◆ Aufgabendetails ◆
Aktualisieren Sie alle folgenden Zeilen, indem Sie „mowed grass“ überall durch „short grass“ ersetzen. Alles Übrige bleibt unverändert.

◆ Erfasste Daten ◆
++++++

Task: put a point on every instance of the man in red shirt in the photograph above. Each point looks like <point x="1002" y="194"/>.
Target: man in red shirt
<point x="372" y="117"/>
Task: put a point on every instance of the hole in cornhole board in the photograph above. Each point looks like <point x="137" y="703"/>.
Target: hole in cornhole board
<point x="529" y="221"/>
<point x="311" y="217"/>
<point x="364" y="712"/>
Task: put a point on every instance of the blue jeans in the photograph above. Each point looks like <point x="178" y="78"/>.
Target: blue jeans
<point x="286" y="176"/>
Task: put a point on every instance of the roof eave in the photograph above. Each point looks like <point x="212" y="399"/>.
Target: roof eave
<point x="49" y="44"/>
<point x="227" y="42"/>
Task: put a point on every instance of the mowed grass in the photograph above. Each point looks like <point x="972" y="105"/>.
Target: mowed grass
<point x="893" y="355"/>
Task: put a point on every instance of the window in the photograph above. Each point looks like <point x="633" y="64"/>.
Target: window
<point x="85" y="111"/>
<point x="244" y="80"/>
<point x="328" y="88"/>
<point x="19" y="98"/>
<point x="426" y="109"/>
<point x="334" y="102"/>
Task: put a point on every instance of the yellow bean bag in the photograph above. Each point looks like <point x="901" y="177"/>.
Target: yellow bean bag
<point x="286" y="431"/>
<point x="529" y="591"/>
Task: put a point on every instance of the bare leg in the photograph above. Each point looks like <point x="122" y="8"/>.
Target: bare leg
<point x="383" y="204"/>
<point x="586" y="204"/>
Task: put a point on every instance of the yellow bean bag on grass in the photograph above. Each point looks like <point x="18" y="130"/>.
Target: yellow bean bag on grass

++++++

◆ Antwort zur Aufgabe ◆
Task: put a point on every instance of the man in red shirt in the photograph above. Each point looks like <point x="1002" y="194"/>.
Target: man in red shirt
<point x="372" y="117"/>
Task: put a point on every instance of the hole in cornhole board in the photograph above. Each point looks like <point x="137" y="703"/>.
Target: hole in cornhole board
<point x="529" y="221"/>
<point x="311" y="217"/>
<point x="364" y="712"/>
Task: put a point on every instance of the blue jeans in the photograph above. Each point looks like <point x="178" y="78"/>.
Target: blue jeans
<point x="286" y="176"/>
Task: put a point on every instance of the roof eave in the photograph above. Each point looks like <point x="212" y="399"/>.
Target: roof eave
<point x="49" y="44"/>
<point x="227" y="42"/>
Task: put a point on every instance of the short grass in the photograph above. Each point looks like <point x="972" y="105"/>.
Target: short grass
<point x="893" y="355"/>
Task: put a point on every instance of the window in the photograph above. Each point looks like <point x="633" y="64"/>.
Target: window
<point x="85" y="111"/>
<point x="244" y="80"/>
<point x="328" y="88"/>
<point x="19" y="98"/>
<point x="426" y="109"/>
<point x="334" y="102"/>
Task: put a point on every instance of the yellow bean bag in the photograph above. Each point looks like <point x="901" y="177"/>.
Target: yellow bean bag
<point x="286" y="431"/>
<point x="529" y="591"/>
Task: put a point on every instance of the bare leg in the photograph above. Each point looks like <point x="122" y="8"/>.
Target: bare leg
<point x="383" y="204"/>
<point x="586" y="204"/>
Task: put a point on every instance of the yellow bean bag on grass in the photograph above. Each point looks like <point x="18" y="130"/>.
Target: yellow bean bag on grass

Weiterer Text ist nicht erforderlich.